▶ WHAT THE TASK REQUIRES
Give back every entry below, unchanged.
((
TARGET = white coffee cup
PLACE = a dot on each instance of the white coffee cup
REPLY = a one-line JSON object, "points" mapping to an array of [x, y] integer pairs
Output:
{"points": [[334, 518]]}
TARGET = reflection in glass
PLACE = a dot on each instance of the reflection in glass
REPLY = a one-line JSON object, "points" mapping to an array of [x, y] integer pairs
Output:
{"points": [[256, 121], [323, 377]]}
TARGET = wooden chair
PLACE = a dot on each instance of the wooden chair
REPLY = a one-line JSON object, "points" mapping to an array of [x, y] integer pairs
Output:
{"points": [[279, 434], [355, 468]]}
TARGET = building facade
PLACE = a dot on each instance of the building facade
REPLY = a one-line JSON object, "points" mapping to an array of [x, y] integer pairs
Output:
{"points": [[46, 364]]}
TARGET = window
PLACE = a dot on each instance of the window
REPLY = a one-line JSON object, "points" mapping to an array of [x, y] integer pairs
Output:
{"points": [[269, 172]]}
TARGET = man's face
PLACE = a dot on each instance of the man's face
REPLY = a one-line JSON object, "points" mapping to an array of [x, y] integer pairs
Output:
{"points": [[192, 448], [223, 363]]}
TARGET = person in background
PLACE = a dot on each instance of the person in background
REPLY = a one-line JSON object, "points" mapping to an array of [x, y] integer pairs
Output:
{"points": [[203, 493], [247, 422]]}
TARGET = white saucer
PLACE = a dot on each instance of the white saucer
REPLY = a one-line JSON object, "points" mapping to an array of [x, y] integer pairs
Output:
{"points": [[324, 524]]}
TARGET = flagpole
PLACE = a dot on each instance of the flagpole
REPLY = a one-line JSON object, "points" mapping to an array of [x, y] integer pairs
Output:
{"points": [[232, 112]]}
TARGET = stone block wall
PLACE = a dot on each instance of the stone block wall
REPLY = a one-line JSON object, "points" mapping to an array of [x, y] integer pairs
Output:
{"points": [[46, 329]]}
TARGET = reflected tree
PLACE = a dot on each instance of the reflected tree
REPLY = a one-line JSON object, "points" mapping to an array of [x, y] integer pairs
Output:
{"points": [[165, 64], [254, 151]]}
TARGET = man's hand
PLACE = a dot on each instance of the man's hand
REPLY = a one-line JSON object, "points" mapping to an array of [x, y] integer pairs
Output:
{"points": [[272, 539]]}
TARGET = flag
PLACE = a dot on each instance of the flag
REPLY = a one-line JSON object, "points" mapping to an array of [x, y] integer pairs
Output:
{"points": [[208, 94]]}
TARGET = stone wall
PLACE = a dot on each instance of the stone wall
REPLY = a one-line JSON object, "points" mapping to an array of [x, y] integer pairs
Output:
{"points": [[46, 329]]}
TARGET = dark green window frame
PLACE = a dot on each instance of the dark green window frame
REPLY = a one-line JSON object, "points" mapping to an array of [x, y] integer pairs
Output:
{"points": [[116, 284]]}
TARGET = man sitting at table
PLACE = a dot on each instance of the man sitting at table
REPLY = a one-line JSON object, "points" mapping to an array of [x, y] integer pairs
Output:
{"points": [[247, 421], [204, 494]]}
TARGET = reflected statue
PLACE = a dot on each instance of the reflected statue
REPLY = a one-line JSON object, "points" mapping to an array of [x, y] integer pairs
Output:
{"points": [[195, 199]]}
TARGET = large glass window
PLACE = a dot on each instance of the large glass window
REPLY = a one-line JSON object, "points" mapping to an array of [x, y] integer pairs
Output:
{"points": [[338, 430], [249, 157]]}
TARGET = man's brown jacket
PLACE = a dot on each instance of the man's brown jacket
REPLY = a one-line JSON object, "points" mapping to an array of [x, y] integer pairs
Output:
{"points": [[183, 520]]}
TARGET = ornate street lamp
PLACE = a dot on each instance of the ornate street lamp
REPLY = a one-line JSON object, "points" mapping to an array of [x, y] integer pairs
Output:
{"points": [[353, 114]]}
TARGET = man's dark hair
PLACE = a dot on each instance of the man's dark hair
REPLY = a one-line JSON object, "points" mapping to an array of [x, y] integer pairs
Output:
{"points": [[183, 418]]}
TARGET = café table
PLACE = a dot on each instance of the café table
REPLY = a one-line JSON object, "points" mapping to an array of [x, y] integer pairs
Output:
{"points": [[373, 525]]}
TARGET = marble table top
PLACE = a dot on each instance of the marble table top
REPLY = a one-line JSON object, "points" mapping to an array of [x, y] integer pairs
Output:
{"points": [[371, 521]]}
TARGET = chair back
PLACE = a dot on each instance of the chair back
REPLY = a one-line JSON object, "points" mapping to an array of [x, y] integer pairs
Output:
))
▶ TASK OUTPUT
TARGET = white coffee cup
PLACE = a dot on each instance of the white coffee cup
REPLY = a one-line JSON object, "points" mapping to an array of [x, y] integer pairs
Output:
{"points": [[334, 518]]}
TARGET = reflection in glass
PLACE = a dot on each instance of the reflection in glass
REPLY = a one-line JSON object, "points" mapping to an array of [x, y] integer pairs
Output:
{"points": [[256, 121], [323, 377]]}
TARGET = wooden chair
PLACE = a dot on each instance of the wooden chair
REPLY = a one-line JSON object, "points" mapping to an array of [x, y] integer pairs
Output:
{"points": [[279, 434], [355, 468]]}
TARGET = building facade
PLACE = a dot on each instance of the building facade
REPLY = a one-line JSON object, "points" mapping to an array of [x, y] integer pairs
Output:
{"points": [[46, 364]]}
TARGET = window
PLACE = a dot on each instance of the window
REPLY = a one-line JSON object, "points" mapping to an array of [x, y] integer pairs
Output:
{"points": [[269, 172]]}
TARGET = man's face
PLACE = a dot on each instance of the man's face
REPLY = a one-line JSON object, "points" mapping to an array of [x, y] integer pairs
Output:
{"points": [[192, 448], [223, 363]]}
TARGET = person in background
PLACE = a dot on each instance of the person in background
REPLY = a one-line JSON object, "points" mapping to an array of [x, y] integer pairs
Output:
{"points": [[203, 493], [247, 422]]}
TARGET = white saucer
PLACE = a dot on each instance of the white saucer
REPLY = a one-line JSON object, "points" mapping to an array of [x, y] integer pairs
Output:
{"points": [[324, 524]]}
TARGET = flagpole
PLACE = a dot on each instance of the flagpole
REPLY = a one-line JSON object, "points" mapping to an array of [x, y] integer pairs
Output:
{"points": [[232, 112]]}
TARGET = stone block wall
PLACE = a dot on each instance of the stone block wall
REPLY = a one-line JSON object, "points" mapping to an array of [x, y] integer pairs
Output:
{"points": [[46, 329]]}
TARGET = reflected tree
PLACE = a dot on each instance of the reflected tree
REPLY = a one-line JSON object, "points" mapping to an array of [x, y] integer pairs
Output:
{"points": [[165, 64], [254, 151]]}
TARGET = man's hand
PLACE = a dot on each instance of the man's hand
REPLY = a one-line JSON object, "points" mapping to an array of [x, y] integer pairs
Output:
{"points": [[272, 539]]}
TARGET = flag
PLACE = a dot on each instance of the flag
REPLY = a one-line JSON object, "points" mapping to an array of [x, y] integer pairs
Output:
{"points": [[208, 94]]}
TARGET = stone wall
PLACE = a dot on each instance of the stone wall
REPLY = a one-line JSON object, "points" mapping to an array of [x, y] integer pairs
Output:
{"points": [[46, 329]]}
TARGET = dark green window frame
PLACE = a dot on each instance of the dark green window frame
REPLY = a one-line JSON object, "points" mapping to an array of [x, y] integer pairs
Output:
{"points": [[116, 284]]}
TARGET = man sitting at table
PLACE = a dot on each instance of the man sitting at table
REPLY = a one-line JSON object, "points" mapping to an array of [x, y] integer pairs
Output:
{"points": [[247, 421], [204, 494]]}
TARGET = reflected statue
PLACE = a dot on each instance of the reflected statue
REPLY = a one-line JSON object, "points" mapping to an array of [x, y] integer pairs
Output:
{"points": [[195, 199]]}
TARGET = large glass window
PLACE = a dot on each instance of the large glass window
REPLY = a one-line JSON object, "points" mapping to an array of [x, y] integer pairs
Output:
{"points": [[338, 430], [249, 157]]}
TARGET = man's brown jacket
PLACE = a dot on each instance of the man's brown jacket
REPLY = a one-line JSON object, "points" mapping to an array of [x, y] integer pairs
Output:
{"points": [[183, 520]]}
TARGET = ornate street lamp
PLACE = a dot on each instance of the ornate street lamp
REPLY = a one-line JSON object, "points" mapping to an array of [x, y] integer pairs
Output:
{"points": [[353, 114]]}
TARGET = man's dark hair
PLACE = a dot on each instance of the man's dark hair
REPLY = a one-line JSON object, "points" mapping to an array of [x, y] integer pairs
Output:
{"points": [[183, 418]]}
TARGET = café table
PLACE = a dot on each instance of the café table
REPLY = a one-line JSON object, "points" mapping to an array of [x, y] integer pairs
Output:
{"points": [[373, 525]]}
TARGET = marble table top
PLACE = a dot on each instance of the marble table top
REPLY = a one-line JSON object, "points" mapping to an array of [x, y] integer pairs
Output:
{"points": [[371, 521]]}
TARGET = chair back
PLACE = a dot on each instance of the chair back
REPLY = a one-line JSON object, "points" mapping to an array of [x, y] integer pairs
Output:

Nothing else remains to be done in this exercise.